• [What you will do]:
[1] According to the page about merging random indices, what default value does the modified FlagConfig class use for filteroutnumbers?
[2] Render the entries from the line containing "Exercise. Put one point on every instance of the spectator" through the last line of the entries, inclusive, as a JSON list of strings with one string per line and blank lines left out.

[START OF Page]

As described in Wittek et. al, 2013, we can easily merge two random indices in complex space. Using a random index is useful for querying and text classification, and the same random index works for a concept representation. Merging the two representations allows us to leverage on the strength of both, yielding higher recall rates. The steps below outline how the merge works.
Downloads
The modified source code of SemanticVectors is available here. There are notable changes to the original SemanticVectors classes. Most importantly, the distance function in the CompexVector class was rewritten and the dominant mode was set at CARTESIAN. The CompoundVectorBuilder class strictly does not normalize vectors. Since all distance functions are inner products, normalization is unnecessary. The concepts are identified by a number, which are filtered out by SemanticVectors, unless the flag filteroutnumbers is set to false. Unfortunately this flag cannot be flipped from the command line due to a bug how boolean variables are parsed. A modified FlagConfig class takes false as the default value for filteroutnumbers. There is also an extra classes helping with the new complex space (ComplexSpaceMerger).

[END OF Page]
[START OF The data]

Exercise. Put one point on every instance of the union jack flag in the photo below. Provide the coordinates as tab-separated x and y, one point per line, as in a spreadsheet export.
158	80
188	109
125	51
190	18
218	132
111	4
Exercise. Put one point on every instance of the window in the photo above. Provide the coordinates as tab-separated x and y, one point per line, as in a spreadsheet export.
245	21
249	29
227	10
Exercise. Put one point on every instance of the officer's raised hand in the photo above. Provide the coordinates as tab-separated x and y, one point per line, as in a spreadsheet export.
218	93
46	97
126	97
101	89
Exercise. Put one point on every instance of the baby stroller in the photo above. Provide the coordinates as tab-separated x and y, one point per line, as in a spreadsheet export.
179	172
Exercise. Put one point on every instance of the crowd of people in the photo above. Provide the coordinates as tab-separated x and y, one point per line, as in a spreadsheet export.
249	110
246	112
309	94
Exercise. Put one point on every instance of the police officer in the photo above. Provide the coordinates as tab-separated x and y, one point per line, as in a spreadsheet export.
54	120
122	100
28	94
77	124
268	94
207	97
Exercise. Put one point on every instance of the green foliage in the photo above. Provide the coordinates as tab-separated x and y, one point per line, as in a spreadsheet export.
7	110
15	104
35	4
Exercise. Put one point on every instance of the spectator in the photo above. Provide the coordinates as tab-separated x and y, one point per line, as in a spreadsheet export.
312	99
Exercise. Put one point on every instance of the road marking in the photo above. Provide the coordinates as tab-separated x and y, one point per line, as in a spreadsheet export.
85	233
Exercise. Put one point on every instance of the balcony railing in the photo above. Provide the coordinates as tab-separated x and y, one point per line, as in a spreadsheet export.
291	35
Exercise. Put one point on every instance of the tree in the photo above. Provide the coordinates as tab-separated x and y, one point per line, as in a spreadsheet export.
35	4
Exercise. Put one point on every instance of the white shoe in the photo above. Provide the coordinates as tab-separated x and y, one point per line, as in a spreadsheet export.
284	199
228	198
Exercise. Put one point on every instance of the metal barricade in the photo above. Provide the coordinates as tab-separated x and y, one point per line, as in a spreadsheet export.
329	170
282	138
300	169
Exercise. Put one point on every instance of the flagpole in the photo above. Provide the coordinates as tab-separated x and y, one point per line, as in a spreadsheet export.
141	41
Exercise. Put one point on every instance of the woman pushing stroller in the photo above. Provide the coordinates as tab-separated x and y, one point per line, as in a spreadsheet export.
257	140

[END OF The data]

• [Solved problems]:
[1] False.

[2]
[
  "Exercise. Put one point on every instance of the spectator in the photo above. Provide the coordinates as tab-separated x and y, one point per line, as in a spreadsheet export.",
  "312\t99",
  "Exercise. Put one point on every instance of the road marking in the photo above. Provide the coordinates as tab-separated x and y, one point per line, as in a spreadsheet export.",
  "85\t233",
  "Exercise. Put one point on every instance of the balcony railing in the photo above. Provide the coordinates as tab-separated x and y, one point per line, as in a spreadsheet export.",
  "291\t35",
  "Exercise. Put one point on every instance of the tree in the photo above. Provide the coordinates as tab-separated x and y, one point per line, as in a spreadsheet export.",
  "35\t4",
  "Exercise. Put one point on every instance of the white shoe in the photo above. Provide the coordinates as tab-separated x and y, one point per line, as in a spreadsheet export.",
  "284\t199",
  "228\t198",
  "Exercise. Put one point on every instance of the metal barricade in the photo above. Provide the coordinates as tab-separated x and y, one point per line, as in a spreadsheet export.",
  "329\t170",
  "282\t138",
  "300\t169",
  "Exercise. Put one point on every instance of the flagpole in the photo above. Provide the coordinates as tab-separated x and y, one point per line, as in a spreadsheet export.",
  "141\t41",
  "Exercise. Put one point on every instance of the woman pushing stroller in the photo above. Provide the coordinates as tab-separated x and y, one point per line, as in a spreadsheet export.",
  "257\t140"
]